▶ **WHAT IS ASKED**
Render the items below as a two-column CSV with the header "prompt,target" and one row per item. Put each item's full text and its answer in one quoted field each, replace line breaks with spaces, and leave out the pictures.

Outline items

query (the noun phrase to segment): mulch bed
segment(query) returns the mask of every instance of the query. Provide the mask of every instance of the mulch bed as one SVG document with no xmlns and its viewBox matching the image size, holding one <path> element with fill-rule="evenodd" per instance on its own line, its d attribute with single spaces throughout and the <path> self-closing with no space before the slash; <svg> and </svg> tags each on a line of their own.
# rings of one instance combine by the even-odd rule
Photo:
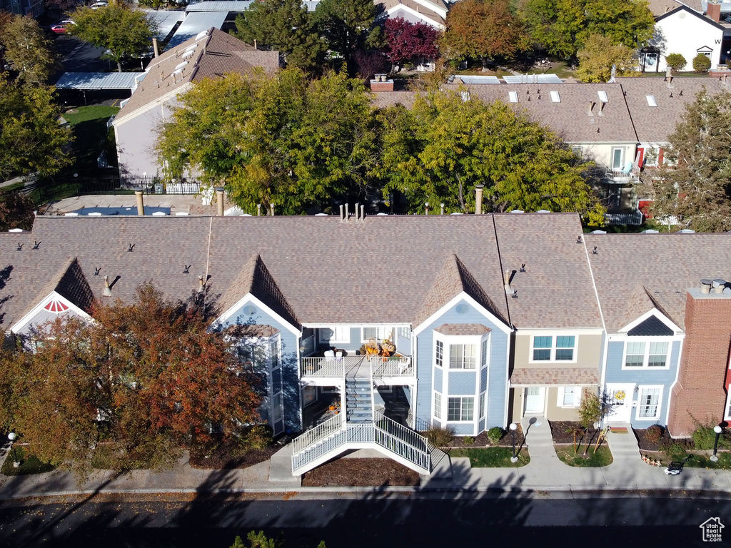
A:
<svg viewBox="0 0 731 548">
<path fill-rule="evenodd" d="M 573 444 L 574 435 L 572 433 L 573 430 L 575 429 L 583 430 L 581 423 L 576 421 L 548 421 L 548 424 L 550 425 L 550 433 L 553 436 L 554 444 Z M 587 433 L 588 435 L 585 436 L 586 439 L 596 441 L 597 435 L 596 428 L 589 428 Z M 578 435 L 576 441 L 580 441 Z"/>
<path fill-rule="evenodd" d="M 419 484 L 419 474 L 390 459 L 340 458 L 302 476 L 304 487 L 387 487 Z"/>
<path fill-rule="evenodd" d="M 213 452 L 192 449 L 189 463 L 194 468 L 246 468 L 268 460 L 281 447 L 270 446 L 263 449 L 242 449 L 239 446 L 221 444 Z"/>
</svg>

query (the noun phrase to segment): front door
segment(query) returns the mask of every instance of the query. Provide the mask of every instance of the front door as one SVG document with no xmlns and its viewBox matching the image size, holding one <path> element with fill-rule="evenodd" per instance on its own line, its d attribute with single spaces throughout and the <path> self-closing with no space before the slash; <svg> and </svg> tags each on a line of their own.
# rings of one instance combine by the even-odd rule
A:
<svg viewBox="0 0 731 548">
<path fill-rule="evenodd" d="M 526 413 L 542 414 L 545 404 L 544 387 L 529 387 L 526 389 Z"/>
<path fill-rule="evenodd" d="M 609 412 L 607 422 L 629 422 L 632 412 L 634 384 L 607 384 Z"/>
</svg>

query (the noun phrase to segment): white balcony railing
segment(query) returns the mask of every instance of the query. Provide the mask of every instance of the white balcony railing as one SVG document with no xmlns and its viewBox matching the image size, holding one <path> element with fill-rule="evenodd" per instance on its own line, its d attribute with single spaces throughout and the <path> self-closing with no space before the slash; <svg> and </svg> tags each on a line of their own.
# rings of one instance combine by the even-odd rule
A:
<svg viewBox="0 0 731 548">
<path fill-rule="evenodd" d="M 371 370 L 374 377 L 409 377 L 414 375 L 411 356 L 371 356 Z"/>
</svg>

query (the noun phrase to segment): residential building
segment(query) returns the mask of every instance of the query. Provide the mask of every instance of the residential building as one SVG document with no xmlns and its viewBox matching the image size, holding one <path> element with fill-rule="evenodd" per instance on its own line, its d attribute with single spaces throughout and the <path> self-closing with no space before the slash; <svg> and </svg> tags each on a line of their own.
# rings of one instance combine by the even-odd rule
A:
<svg viewBox="0 0 731 548">
<path fill-rule="evenodd" d="M 114 119 L 121 177 L 162 175 L 156 151 L 159 132 L 180 104 L 178 96 L 197 83 L 228 72 L 250 74 L 257 66 L 270 73 L 279 66 L 279 52 L 260 51 L 217 28 L 200 32 L 152 59 Z"/>
</svg>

▶ **RESPONSE TO THE TASK**
prompt,target
"query (the noun phrase to segment): mulch bed segment(query) returns the mask of every instance of the query. Provide the mask of every instance of the mulch bed as one SVG document with no xmlns and its viewBox matching the image size, holding one <path> element with fill-rule=""evenodd"" per instance on its own line, its d attribute with single spaces throughout and the <path> self-closing with no space before the slash; <svg> and </svg> tags each on a line of their own. # rings of one instance combine by the even-odd rule Photo: A:","<svg viewBox=""0 0 731 548""> <path fill-rule=""evenodd"" d=""M 573 444 L 574 435 L 572 433 L 573 430 L 575 429 L 583 430 L 581 423 L 576 421 L 548 421 L 548 424 L 550 425 L 550 433 L 553 436 L 554 444 Z M 587 433 L 588 435 L 585 436 L 586 439 L 596 441 L 597 435 L 596 428 L 589 428 Z M 578 435 L 576 441 L 580 441 Z""/> <path fill-rule=""evenodd"" d=""M 419 484 L 419 474 L 390 459 L 340 458 L 302 476 L 304 487 L 387 487 Z""/> <path fill-rule=""evenodd"" d=""M 213 452 L 192 449 L 189 463 L 194 468 L 246 468 L 268 460 L 281 447 L 270 446 L 263 449 L 242 449 L 239 446 L 221 444 Z""/> </svg>"
"query (the noun phrase to segment): front door segment(query) returns the mask of every instance of the query. Provide the mask of every instance of the front door as one SVG document with no xmlns and its viewBox matching the image size, holding one <path> element with fill-rule=""evenodd"" per instance on its own line, its d attribute with single spaces throughout and the <path> self-closing with no space before the slash; <svg> and </svg> tags each on a line of their own. # rings of one instance combine by the even-odd rule A:","<svg viewBox=""0 0 731 548""> <path fill-rule=""evenodd"" d=""M 526 413 L 542 414 L 545 404 L 544 387 L 529 387 L 526 389 Z""/> <path fill-rule=""evenodd"" d=""M 609 412 L 607 422 L 629 422 L 632 412 L 634 384 L 607 384 Z""/> </svg>"
"query (the noun phrase to segment): white balcony railing segment(query) returns the mask of every instance of the query. Provide the mask of every instance of the white balcony railing as one SVG document with no xmlns and its viewBox matching the image size, holding one <path> element with fill-rule=""evenodd"" per instance on its own line, its d attribute with single spaces throughout and the <path> self-closing with no space before the slash; <svg> and </svg> tags each on a line of their own. # rings of one instance combine by the even-odd rule A:","<svg viewBox=""0 0 731 548""> <path fill-rule=""evenodd"" d=""M 371 370 L 374 377 L 409 377 L 414 375 L 411 356 L 371 356 Z""/> </svg>"
"query (the noun phrase to segment): residential building segment(query) returns the mask of every instance of the query. Provide the mask of every instance of the residential building as one SVG document with no xmlns and its viewBox matching the image size, holding one <path> element with fill-rule=""evenodd"" per instance on its own line, its d attribute with single spaces throughout and the <path> self-closing with no space before the slash; <svg> and </svg> tags each on a line of their own. # rings of one instance combine by the even-odd rule A:","<svg viewBox=""0 0 731 548""> <path fill-rule=""evenodd"" d=""M 114 119 L 121 177 L 162 175 L 156 151 L 159 132 L 180 104 L 178 96 L 197 83 L 228 72 L 250 74 L 257 66 L 270 73 L 279 66 L 279 52 L 260 51 L 217 28 L 200 32 L 152 59 Z""/> </svg>"